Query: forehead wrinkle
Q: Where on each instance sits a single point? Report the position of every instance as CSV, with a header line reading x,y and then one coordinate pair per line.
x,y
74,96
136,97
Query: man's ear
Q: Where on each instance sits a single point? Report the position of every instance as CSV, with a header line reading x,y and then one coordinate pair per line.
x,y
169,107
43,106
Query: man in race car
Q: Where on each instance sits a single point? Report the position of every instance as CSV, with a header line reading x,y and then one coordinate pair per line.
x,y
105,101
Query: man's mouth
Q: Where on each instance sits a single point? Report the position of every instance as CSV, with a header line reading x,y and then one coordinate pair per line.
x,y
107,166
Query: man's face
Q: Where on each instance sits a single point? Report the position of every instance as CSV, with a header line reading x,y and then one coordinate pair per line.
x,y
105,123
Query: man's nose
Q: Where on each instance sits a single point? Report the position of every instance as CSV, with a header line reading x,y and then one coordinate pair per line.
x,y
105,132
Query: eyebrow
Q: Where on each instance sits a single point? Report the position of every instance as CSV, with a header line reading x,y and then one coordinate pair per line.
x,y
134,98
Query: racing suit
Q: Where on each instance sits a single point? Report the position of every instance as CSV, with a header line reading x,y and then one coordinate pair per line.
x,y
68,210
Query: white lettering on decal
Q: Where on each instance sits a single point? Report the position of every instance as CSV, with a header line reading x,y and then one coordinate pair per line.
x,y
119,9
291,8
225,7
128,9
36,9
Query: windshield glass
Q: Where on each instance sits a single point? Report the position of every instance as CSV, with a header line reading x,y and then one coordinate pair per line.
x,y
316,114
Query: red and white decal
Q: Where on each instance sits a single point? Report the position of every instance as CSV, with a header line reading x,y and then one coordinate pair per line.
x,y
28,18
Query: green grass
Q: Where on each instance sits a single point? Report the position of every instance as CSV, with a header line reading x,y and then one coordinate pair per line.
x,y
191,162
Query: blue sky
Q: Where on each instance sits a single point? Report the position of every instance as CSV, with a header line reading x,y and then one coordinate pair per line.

◆ WHAT YOU ARE ASKED TO DO: Scale the records from the line with "Query: man's nose" through the last line of the records, reproducing every line, requests included. Multiply each coordinate in the answers by 0.45 and round to whole numbers, with halves rounded up.

◆ TASK SOLUTION:
Query: man's nose
Q: Where on each instance sits a single point? Report the position of every instance as CSV, with a header line reading x,y and then one coordinate pair per line.
x,y
47,59
Query: eyebrow
Q: Where on each instance sits a single point? Report the position of every instance as CSV, with a header line reading x,y and then one coordinate pair per line.
x,y
60,44
Query: racing suit
Q: Where on each instance sits a single point? Report the position of every instance as CSV, with a header line reading x,y and then one coordinate pair per line.
x,y
31,95
Query: white lettering on decal
Q: Where on each instance sits a single point? Report the position of every instance as CSV, with a header line reading x,y and then one coordinate pair per line.
x,y
54,4
131,4
101,3
58,4
16,4
Query: windshield glass
Q: Where on each instance sits a single point? Report the position of every instance as CSV, with a header line reading x,y and then one coordinate pair per line.
x,y
142,51
Query: red and white decal
Q: Where on each instance sits a single point? Report the position of every instance as CSV, with a header line reading x,y and then one coordinate pair per line.
x,y
13,8
Query: green grass
Q: Where on each instance sits a single point? Report the position of every instance as CSV, with a header line reading x,y and then one coordinate pair per line.
x,y
86,73
Query: blue sky
Q: Where on each instance sits a single point? Report the position of every instance as CSV, with a header line reading x,y and then one coordinate pair per line.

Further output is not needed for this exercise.